[start of Text provided]

R.L. v. N.Y.C. Dep't of Educ.
Decision Date | 07 August 2019 |
Docket Number | 2018-07948,Index No. 714347/16 |
Citation | 175 A.D.3d 477,106 N.Y.S.3d 155 |
Parties | R.L., etc., et al., Appellants, v. NEW YORK CITY DEPARTMENT OF EDUCATION, et al., Respondents. |
Court | New York Supreme Court — Appellate Division |
Scott Baron & Associates, P.C., Howard Beach, N.Y. (Michael Stieglitz of counsel), for appellants.
Zachary W. Carter, Corporation Counsel, New York, N.Y. (Fay Ng and Diana Lawless of counsel), for respondents.
MARK C. DILLON, J.P., CHERYL E. CHAMBERS, SYLVIA O. HINDS–RADIX, VALERIE BRATHWAITE NELSON, JJ.
DECISION & ORDER
ORDERED that the order is affirmed insofar as appealed from, with costs.

[end of Text provided]

Required tasks:
1. Answer these questions using the court decision:
(a) On what date was the decision issued?
(b) Which court decided the case?
(c) Who was named as Corporation Counsel for the respondents?
2. Extend the court decision past its final sentence.
The listing has no role in this work.

[start of Data supplied]

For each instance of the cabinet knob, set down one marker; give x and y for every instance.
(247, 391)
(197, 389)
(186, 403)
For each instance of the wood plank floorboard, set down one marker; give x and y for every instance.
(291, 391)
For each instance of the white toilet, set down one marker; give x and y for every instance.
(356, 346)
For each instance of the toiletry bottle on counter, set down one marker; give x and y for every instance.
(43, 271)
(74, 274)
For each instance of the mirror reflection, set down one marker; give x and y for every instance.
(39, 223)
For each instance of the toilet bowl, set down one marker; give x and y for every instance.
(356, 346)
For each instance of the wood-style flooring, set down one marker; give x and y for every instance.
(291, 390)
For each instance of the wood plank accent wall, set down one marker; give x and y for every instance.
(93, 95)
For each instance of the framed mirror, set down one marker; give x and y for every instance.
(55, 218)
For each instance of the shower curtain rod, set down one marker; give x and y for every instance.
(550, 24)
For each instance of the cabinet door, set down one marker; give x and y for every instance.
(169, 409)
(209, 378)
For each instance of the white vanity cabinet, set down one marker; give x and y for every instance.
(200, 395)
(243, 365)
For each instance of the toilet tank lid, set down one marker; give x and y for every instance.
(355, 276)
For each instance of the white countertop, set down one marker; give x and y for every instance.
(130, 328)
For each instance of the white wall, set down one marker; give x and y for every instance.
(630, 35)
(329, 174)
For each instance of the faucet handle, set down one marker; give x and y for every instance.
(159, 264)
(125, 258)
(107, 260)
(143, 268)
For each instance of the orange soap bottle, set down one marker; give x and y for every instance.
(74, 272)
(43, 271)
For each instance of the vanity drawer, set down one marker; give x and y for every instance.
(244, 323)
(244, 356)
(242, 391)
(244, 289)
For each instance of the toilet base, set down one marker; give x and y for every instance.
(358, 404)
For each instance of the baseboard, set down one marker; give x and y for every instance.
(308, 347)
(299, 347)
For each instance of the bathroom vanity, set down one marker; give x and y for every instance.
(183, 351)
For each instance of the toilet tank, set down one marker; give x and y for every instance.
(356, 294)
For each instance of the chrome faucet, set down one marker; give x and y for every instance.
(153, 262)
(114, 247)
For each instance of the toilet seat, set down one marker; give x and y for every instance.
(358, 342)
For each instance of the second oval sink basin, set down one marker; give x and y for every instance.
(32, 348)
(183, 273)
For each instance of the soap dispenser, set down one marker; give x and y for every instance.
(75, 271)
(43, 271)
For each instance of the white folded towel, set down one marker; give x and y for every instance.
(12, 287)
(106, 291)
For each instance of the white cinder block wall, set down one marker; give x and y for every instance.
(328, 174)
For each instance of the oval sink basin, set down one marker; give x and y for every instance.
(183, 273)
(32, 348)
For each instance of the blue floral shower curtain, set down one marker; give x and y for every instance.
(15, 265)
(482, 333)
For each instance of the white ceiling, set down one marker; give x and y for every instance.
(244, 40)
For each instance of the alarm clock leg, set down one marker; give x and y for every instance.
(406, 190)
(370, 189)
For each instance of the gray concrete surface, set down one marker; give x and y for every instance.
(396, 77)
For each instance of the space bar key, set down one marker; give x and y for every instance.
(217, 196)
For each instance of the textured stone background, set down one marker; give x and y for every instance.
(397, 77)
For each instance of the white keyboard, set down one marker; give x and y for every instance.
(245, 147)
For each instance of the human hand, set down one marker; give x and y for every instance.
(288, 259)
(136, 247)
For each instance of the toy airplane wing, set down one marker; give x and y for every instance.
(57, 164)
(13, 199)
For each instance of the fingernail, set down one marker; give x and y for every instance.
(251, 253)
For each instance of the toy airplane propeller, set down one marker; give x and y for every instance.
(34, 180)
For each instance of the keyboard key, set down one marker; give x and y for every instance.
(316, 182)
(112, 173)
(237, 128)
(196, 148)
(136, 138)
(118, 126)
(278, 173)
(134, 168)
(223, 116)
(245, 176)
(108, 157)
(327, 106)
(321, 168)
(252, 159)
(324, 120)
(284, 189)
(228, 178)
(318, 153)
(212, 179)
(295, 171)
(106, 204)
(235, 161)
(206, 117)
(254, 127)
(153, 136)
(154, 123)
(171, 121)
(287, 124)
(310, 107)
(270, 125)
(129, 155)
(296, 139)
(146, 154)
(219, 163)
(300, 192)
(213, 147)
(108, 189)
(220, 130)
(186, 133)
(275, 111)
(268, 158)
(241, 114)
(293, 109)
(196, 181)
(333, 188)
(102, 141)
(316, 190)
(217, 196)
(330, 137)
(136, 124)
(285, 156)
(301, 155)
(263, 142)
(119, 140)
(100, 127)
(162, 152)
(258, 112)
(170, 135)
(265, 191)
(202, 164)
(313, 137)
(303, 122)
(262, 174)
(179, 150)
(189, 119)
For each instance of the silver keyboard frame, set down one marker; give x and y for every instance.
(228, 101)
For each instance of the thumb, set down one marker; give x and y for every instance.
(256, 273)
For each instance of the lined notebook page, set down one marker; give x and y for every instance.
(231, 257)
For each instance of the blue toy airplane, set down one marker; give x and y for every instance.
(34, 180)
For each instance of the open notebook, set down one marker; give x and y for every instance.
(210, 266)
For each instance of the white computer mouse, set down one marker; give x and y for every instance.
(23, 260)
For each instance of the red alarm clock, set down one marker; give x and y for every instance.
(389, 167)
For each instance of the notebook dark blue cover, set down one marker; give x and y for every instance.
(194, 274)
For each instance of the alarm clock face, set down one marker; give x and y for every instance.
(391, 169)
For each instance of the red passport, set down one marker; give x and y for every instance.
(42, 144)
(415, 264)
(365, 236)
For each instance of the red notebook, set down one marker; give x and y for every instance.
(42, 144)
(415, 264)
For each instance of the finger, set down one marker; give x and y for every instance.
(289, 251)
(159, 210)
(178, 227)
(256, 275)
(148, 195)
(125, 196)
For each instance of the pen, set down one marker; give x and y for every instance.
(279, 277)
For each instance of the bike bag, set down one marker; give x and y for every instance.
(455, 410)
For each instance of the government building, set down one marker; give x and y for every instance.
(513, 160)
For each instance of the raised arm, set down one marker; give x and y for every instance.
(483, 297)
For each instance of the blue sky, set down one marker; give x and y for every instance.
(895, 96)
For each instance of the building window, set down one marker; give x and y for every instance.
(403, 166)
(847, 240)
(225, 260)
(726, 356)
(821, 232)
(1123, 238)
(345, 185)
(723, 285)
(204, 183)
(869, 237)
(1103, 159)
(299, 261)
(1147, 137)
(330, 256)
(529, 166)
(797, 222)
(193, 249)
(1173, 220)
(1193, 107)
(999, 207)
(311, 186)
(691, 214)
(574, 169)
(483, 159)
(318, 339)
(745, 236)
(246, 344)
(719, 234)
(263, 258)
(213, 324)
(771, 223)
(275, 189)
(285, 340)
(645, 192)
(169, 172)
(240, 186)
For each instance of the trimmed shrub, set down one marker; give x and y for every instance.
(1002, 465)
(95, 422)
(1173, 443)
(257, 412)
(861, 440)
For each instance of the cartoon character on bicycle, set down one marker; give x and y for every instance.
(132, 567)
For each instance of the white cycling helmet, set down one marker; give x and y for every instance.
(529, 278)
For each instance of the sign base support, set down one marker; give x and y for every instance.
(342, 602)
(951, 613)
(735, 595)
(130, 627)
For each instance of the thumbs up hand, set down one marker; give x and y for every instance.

[end of Data supplied]

Replies:
1.
(a) 07 August 2019
(b) New York Supreme Court — Appellate Division
(c) Zachary W. Carter

2.
In January 2016, the then–14–year–old infant plaintiff was a member of a student dance group that was intending to perform at an upcoming festival at her high school. The school provided times for the group to practice after classes, within the school building, with staff supervision. On January 18, 2016, the school was closed for a public holiday, and the infant plaintiff and the other students in her group met to practice off school grounds, without school staff supervision. During this practice, the infant plaintiff was injured. The infant plaintiff, and her father suing derivatively, commenced this action against the defendants, New York City Department of Education (hereinafter the Department of Education) and the City of New York, alleging negligent supervision. The defendants moved for summary judgment dismissing the complaint, and the Supreme Court granted the motion. The plaintiffs appeal from so much of the order as granted that branch of the defendants' motion which was for summary judgment dismissing the complaint insofar as asserted against the Department of Education. We affirm insofar as appealed from.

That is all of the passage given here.